### What to work on
The required result is the exact run of lines beginning at the one containing "Find the orchid flower;" and ending at the last line of the entries.

### Task inputs

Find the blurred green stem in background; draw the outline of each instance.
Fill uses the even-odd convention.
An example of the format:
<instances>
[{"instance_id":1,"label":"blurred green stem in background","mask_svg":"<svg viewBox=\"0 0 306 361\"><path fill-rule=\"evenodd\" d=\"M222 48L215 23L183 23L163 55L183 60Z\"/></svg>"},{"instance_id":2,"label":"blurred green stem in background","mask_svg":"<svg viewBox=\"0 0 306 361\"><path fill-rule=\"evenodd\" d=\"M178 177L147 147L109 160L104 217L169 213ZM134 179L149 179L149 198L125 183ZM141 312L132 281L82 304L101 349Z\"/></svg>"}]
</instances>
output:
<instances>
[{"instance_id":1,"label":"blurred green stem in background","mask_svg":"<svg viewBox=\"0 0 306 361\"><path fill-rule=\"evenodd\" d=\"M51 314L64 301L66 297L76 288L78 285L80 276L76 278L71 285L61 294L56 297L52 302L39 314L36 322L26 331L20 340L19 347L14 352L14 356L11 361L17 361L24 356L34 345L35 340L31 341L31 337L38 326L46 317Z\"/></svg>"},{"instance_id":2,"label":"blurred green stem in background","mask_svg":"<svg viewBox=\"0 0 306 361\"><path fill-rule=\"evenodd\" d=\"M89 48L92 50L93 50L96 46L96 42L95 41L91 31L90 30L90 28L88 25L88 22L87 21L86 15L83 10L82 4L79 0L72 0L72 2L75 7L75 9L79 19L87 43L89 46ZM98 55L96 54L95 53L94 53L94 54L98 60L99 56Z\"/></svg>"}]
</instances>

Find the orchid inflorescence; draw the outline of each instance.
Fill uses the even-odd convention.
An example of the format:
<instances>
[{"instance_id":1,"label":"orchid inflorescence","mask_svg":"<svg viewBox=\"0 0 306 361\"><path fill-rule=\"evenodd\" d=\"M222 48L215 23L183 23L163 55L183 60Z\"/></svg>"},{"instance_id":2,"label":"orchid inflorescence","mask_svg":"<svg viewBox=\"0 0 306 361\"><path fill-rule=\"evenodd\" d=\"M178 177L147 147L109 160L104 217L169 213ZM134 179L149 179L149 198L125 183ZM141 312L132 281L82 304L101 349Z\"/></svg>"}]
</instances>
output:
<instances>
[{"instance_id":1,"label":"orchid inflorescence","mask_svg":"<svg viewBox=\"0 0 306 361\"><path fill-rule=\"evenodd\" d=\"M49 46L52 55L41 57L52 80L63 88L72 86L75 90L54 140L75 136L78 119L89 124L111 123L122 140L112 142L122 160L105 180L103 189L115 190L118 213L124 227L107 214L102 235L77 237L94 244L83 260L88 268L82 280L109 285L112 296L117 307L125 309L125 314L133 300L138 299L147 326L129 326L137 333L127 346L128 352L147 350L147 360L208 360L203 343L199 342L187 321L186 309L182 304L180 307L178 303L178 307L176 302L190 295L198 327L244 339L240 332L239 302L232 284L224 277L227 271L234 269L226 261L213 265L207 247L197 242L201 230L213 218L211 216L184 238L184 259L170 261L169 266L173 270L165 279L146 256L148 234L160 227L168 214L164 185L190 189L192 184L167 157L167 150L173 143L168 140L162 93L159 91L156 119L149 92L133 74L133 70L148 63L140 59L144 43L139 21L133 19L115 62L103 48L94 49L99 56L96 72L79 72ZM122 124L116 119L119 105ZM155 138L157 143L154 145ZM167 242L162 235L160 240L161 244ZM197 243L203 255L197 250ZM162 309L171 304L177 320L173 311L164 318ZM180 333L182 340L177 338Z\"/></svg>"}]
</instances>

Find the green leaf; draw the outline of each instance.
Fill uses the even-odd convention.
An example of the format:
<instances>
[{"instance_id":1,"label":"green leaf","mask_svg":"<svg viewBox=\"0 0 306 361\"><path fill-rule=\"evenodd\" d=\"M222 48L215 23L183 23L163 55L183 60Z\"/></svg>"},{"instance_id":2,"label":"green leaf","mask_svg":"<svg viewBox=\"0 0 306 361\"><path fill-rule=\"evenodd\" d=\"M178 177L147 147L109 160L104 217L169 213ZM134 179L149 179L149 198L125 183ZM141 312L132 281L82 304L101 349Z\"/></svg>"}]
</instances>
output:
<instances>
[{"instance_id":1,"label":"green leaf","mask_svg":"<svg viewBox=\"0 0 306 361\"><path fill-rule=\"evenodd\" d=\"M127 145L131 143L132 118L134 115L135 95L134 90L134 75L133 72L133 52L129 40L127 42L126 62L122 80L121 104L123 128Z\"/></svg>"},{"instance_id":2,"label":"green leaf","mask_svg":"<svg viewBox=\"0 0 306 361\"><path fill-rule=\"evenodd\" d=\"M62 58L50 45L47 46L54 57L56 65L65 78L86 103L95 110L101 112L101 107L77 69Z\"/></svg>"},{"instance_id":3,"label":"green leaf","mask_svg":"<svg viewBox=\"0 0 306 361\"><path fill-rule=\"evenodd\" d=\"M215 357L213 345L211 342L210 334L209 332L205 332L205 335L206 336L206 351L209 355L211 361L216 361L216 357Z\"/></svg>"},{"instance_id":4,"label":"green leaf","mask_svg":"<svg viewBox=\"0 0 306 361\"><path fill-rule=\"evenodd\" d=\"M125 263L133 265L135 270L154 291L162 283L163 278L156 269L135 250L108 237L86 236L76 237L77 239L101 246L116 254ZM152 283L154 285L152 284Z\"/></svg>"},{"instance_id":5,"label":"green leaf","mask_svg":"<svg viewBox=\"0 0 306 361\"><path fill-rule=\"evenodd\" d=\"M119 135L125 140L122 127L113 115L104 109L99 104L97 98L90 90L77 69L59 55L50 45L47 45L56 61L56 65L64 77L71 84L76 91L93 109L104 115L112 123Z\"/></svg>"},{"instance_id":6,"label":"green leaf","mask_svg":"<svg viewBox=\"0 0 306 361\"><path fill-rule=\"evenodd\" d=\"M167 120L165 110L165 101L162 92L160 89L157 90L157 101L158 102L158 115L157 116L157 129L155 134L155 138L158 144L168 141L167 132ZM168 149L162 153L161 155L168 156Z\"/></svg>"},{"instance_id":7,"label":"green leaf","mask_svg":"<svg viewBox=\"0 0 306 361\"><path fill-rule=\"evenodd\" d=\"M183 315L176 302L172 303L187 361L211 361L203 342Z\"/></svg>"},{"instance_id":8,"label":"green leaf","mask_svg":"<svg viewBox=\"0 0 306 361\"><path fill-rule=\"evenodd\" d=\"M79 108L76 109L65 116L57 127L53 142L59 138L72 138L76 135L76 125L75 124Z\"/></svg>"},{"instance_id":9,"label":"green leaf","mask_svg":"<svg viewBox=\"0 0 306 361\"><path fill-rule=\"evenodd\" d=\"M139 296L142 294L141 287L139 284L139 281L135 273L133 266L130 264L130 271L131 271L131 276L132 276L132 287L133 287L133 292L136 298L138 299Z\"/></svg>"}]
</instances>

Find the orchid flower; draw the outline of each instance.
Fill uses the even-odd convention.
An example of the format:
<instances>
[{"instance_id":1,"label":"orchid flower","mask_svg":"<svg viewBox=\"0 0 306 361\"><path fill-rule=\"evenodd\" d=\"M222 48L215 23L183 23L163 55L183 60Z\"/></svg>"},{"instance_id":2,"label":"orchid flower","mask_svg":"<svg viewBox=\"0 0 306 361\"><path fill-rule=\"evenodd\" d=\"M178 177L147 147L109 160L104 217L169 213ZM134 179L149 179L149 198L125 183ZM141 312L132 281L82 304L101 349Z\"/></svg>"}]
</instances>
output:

### Exercise output
Find the orchid flower; draw the outline of each instance.
Fill uses the even-odd convention.
An example of the format:
<instances>
[{"instance_id":1,"label":"orchid flower","mask_svg":"<svg viewBox=\"0 0 306 361\"><path fill-rule=\"evenodd\" d=\"M222 48L215 23L183 23L163 55L183 60Z\"/></svg>"},{"instance_id":2,"label":"orchid flower","mask_svg":"<svg viewBox=\"0 0 306 361\"><path fill-rule=\"evenodd\" d=\"M178 177L147 147L109 160L104 217L169 213ZM134 179L149 179L149 198L125 183ZM141 312L132 281L82 304L101 349Z\"/></svg>"}]
</instances>
output:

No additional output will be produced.